» Exercise details: Count the lines in the rows below that contain the word "light", and reply with only that number.

====

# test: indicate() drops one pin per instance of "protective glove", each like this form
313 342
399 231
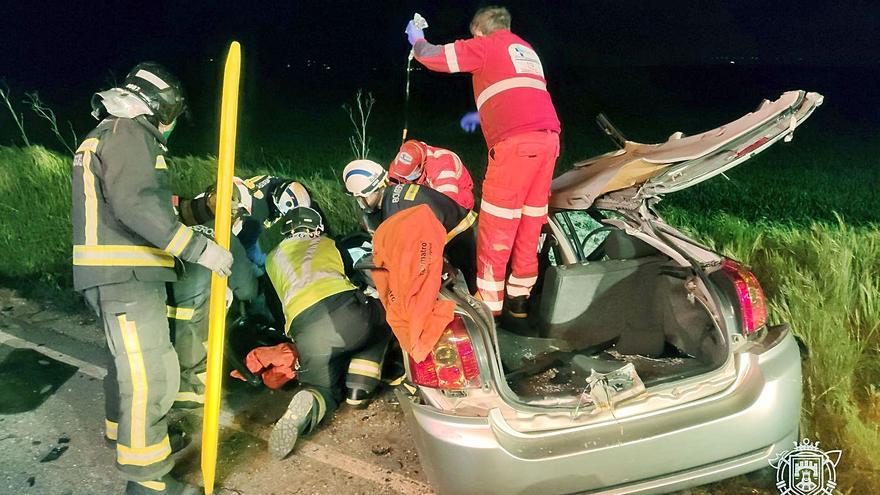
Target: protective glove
216 259
414 33
470 121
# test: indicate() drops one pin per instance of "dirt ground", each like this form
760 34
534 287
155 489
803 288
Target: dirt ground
52 360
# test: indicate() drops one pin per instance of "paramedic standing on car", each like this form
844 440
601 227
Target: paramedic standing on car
522 133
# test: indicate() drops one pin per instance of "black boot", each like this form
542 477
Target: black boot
163 486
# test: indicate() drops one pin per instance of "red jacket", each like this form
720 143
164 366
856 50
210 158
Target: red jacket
508 78
444 172
408 250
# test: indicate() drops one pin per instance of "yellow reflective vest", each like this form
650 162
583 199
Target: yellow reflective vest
304 272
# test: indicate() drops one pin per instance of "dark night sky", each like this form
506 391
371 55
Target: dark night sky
46 45
307 56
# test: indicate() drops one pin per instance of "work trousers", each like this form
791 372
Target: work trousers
512 212
339 335
142 377
189 328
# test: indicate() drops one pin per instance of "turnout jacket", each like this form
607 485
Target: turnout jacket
189 296
453 217
304 272
123 221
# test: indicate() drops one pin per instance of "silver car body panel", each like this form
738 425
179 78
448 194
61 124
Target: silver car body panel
730 433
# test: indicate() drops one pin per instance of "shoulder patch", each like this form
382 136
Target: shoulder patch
525 60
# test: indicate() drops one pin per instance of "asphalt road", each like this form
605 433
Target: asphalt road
55 446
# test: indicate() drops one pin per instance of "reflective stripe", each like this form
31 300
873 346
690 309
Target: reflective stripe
179 313
447 188
111 430
365 367
322 405
190 397
153 485
152 78
494 285
140 388
463 225
497 211
411 192
522 281
535 211
179 241
91 201
447 174
90 144
494 305
143 456
451 57
505 84
121 256
516 290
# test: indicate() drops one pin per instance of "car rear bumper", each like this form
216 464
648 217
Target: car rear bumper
734 434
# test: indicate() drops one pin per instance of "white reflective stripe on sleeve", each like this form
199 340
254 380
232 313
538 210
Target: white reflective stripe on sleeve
153 78
522 282
494 285
497 211
504 85
451 57
447 174
535 211
447 188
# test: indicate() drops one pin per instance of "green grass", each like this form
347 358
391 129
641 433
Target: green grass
820 276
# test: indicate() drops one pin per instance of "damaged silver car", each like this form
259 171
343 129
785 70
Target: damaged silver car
648 365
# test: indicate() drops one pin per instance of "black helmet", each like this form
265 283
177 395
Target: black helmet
302 220
159 89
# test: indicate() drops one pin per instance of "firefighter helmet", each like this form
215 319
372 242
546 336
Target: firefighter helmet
159 89
409 164
302 221
363 177
290 195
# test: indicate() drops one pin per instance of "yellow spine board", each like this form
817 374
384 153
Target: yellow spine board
222 227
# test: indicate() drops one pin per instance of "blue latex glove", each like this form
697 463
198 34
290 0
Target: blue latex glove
414 33
470 121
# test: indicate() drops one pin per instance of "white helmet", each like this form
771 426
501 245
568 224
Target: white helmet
242 198
290 195
364 177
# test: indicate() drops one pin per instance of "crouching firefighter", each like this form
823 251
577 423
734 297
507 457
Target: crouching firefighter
126 237
333 325
367 181
188 303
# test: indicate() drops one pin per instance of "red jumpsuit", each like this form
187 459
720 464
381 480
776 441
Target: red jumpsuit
521 129
442 171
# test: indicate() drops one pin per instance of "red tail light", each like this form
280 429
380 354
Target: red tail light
452 364
752 304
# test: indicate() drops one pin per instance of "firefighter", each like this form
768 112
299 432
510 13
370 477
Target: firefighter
367 181
188 302
333 325
261 201
521 129
125 241
437 168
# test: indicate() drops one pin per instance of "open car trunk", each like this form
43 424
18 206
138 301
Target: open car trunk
632 306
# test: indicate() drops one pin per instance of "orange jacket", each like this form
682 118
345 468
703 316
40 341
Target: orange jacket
408 247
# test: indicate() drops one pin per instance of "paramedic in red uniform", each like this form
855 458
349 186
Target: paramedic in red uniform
522 134
437 168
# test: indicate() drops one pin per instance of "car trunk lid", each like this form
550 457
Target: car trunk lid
682 162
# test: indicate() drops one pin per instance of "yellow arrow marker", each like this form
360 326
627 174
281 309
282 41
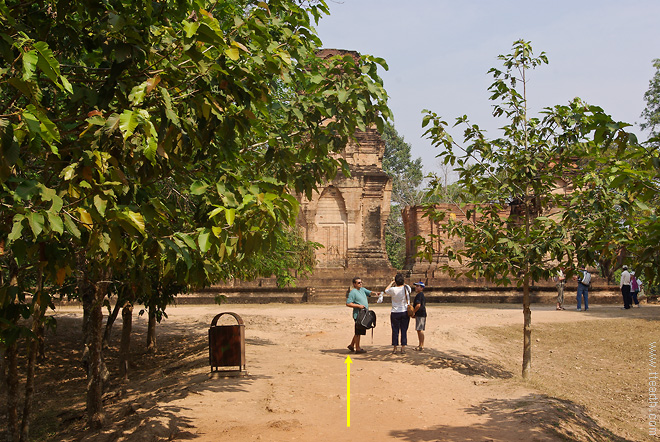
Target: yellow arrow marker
348 363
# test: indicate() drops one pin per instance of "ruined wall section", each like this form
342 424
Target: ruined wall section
416 223
348 215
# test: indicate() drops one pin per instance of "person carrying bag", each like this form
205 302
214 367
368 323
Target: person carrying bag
400 294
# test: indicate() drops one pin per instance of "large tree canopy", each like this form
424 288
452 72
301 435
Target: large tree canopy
651 113
162 133
522 226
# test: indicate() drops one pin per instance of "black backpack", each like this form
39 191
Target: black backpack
367 318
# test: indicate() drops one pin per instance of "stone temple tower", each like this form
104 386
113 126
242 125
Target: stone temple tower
348 215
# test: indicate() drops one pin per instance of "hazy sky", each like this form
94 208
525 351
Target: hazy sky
439 53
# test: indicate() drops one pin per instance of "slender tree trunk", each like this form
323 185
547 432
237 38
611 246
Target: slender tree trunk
527 311
29 389
95 375
33 349
527 330
125 346
111 321
12 392
151 331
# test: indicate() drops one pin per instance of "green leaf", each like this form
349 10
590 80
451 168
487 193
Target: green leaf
71 226
232 53
188 240
56 224
30 60
17 228
100 204
204 240
128 121
36 221
198 187
50 66
230 214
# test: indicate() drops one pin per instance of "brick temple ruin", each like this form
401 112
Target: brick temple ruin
347 216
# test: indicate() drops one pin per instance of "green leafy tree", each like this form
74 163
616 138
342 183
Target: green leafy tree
108 109
651 113
407 176
518 236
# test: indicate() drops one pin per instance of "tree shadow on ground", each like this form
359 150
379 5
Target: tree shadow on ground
468 365
137 410
542 418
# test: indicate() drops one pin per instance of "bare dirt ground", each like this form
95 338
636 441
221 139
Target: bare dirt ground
590 379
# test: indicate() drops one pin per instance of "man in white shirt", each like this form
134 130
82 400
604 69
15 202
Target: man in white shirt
625 288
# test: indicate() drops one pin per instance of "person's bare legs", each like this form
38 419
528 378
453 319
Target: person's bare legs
420 337
354 341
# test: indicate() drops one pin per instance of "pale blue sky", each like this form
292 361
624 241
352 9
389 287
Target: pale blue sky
439 53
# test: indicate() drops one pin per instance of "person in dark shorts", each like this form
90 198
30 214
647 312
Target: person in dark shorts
419 305
357 300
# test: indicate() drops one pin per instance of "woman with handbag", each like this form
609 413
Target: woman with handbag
399 318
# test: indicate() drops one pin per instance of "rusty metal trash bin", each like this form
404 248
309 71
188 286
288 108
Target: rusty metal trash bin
227 344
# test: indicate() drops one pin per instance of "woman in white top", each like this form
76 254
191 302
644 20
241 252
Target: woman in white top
399 317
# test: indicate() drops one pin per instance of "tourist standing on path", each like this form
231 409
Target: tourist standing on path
357 300
625 288
634 288
561 283
419 305
584 279
399 316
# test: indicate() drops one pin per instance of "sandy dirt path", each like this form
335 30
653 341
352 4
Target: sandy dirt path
296 387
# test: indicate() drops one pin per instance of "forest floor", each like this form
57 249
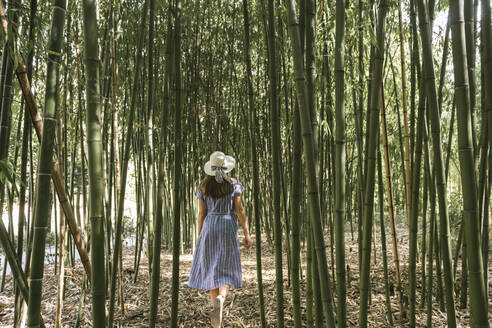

====

» Reply to the exercise: 2